### SOURCE DOCUMENT:
------------------------------------------------------------

The musical Hadestown, written by American singer-songwriter Anaïs Mitchell and based on her 2010 studio album of the same name, has had two official cast recordings. In addition, various songs from Hadestown were re-recorded by Mitchell for her 2014 studio album Xoa, including the musical's opening number "Anyway the Wind Blows" which had not appeared on the original concept album. The song "Why We Build the Wall" has been covered by a variety of artists, including English singer-songwriter Billy Bragg for his 2017 EP Bridges Not Walls, Ben Fisher, Ben Dunham, Lilli Lewis, and Robert Neustadt.

Live Original Cast Recording

Hadestown: The Myth. The Musical. (Live Original Cast Recording) is the cast album of the 2016 Off-Broadway production at New York Theatre Workshop. It was released digitally and on CD on October 6, 2017 through Ghostlight Records and Parlophone Records. A four-track EP containing live recordings of "Way Down Hadestown," "All I've Ever Known," "Wait For Me," and "Why We Build the Wall" entitled Why We Build The Wall (Selections from Hadestown. The Myth. The Musical. Live Original Cast Recording) was released for digital retailers on October 13, 2016 in promotion of the album. The live album was recorded from the June 28 and 29, 2016 performances. The recording does not contain every song from the production. It debuted at number 3 on the Billboard Cast Albums chart.

Track listing

Original Broadway Cast Recording

Hadestown (Original Broadway Cast Recording) is the official recording of the Broadway production of Hadestown. It was originally announced to be released on June 7, 2019 on all major digital and streaming platforms, but on May 31 it was revealed that due to delays in production only a selection of music would be released on that date, with the rest of the cast album released in "character drops" over the course of the next few weeks, with the full album available on July 26. A compact disc and vinyl release followed on November 1 and November 29, 2019 respectively. Unlike the original live recording, the Broadway cast recording contains the complete score. The 40-track recording won Best Musical Theater Album at the 62nd Annual Grammy Awards.

------------------------------------------------------------

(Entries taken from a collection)
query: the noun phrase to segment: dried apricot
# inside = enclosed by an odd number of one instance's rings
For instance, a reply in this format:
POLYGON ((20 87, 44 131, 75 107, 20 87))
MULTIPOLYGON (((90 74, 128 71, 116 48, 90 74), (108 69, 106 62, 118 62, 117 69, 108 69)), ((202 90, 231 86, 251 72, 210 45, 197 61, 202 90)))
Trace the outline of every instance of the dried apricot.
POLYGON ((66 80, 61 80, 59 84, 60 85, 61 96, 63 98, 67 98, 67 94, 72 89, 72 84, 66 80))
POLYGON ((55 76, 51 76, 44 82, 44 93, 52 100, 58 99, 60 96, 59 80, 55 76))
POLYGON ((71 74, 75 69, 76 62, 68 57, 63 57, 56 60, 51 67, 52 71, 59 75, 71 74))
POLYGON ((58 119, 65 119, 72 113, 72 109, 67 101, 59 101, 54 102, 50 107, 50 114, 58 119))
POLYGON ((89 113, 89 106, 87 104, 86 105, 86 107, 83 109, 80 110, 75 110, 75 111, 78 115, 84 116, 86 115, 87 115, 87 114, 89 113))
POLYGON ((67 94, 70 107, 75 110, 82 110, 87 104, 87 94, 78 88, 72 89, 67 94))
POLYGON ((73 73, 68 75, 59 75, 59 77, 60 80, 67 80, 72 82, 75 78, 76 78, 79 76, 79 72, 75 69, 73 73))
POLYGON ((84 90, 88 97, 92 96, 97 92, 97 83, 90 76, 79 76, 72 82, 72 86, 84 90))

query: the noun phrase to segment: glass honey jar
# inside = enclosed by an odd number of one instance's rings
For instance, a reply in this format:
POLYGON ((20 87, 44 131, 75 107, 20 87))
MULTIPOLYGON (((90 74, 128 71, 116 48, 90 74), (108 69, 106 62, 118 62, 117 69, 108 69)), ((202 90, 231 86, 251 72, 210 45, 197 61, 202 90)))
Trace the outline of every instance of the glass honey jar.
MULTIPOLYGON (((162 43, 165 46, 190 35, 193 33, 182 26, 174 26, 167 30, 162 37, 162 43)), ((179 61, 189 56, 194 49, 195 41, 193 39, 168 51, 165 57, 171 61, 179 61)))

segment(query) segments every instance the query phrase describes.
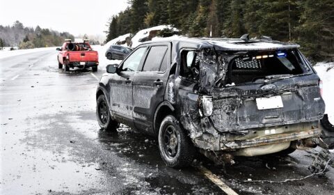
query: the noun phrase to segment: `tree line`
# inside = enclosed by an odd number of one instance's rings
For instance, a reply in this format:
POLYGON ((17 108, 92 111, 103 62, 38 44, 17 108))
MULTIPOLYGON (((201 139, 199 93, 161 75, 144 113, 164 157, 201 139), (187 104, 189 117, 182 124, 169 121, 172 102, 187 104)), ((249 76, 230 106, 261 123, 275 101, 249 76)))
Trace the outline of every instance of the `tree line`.
POLYGON ((49 29, 24 27, 16 21, 12 26, 0 25, 0 45, 3 47, 18 47, 19 49, 31 49, 60 46, 65 38, 74 39, 73 35, 60 33, 49 29))
POLYGON ((160 24, 191 37, 239 38, 244 33, 295 42, 313 60, 334 58, 333 0, 129 0, 113 15, 106 41, 160 24))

------------------------------------------------------------

### SET TASKS:
(A) Reproduce the passage of the Hadestown recordings text from "Hadestown: The Myth." up to and including "Cast Albums chart.".
(B) In the Hadestown recordings text, what award did the 40-track Broadway cast recording win?
(C) Continue the Hadestown recordings text from the point where it stops.

### RESULTS BY TASK:
(A)
Hadestown: The Myth. The Musical. (Live Original Cast Recording) is the cast album of the 2016 Off-Broadway production at New York Theatre Workshop. It was released digitally and on CD on October 6, 2017 through Ghostlight Records and Parlophone Records. A four-track EP containing live recordings of "Way Down Hadestown," "All I've Ever Known," "Wait For Me," and "Why We Build the Wall" entitled Why We Build The Wall (Selections from Hadestown. The Myth. The Musical. Live Original Cast Recording) was released for digital retailers on October 13, 2016 in promotion of the album. The live album was recorded from the June 28 and 29, 2016 performances. The recording does not contain every song from the production. It debuted at number 3 on the Billboard Cast Albums chart.

(B) It won Best Musical Theater Album at the 62nd Annual Grammy Awards.

(C)
Promotion
The first drop on June 7, 2019 contained the songs "Livin' It Up on Top," "When the Chips are Down Intro," "When the Chips are Down," "Gone, I'm Gone," "Wait For Me Intro," "Wait For Me," "Why We Build the Wall," "Why We Build the Wall Outro," "Our Lady of the Underground," "Flowers," and "Road to Hell (Reprise)." The second drop, themed around Hades and Persephone, was released on June 28 and featured "Way Down Hadestown," "Hey, Little Songbird," "Papers Intro," "Papers Instrumental," "How Long?," "Chant (Reprise)," and "We Raise Our Cups." The third drop on July 12 was themed around Hermes, The Fates, and the Workers' Chorus and featured "Road to Hell," "Chant," "A Gathering Storm," "Way Down Hadestown (Reprise)," "Nothing Changes," "Word to the Wise," "Wait for Me (Reprise) Intro," and "Wait For Me (Reprise)." The final character drop on July 26 was themed around Orpheus and Eurydice and contained the remaining songs from the cast album.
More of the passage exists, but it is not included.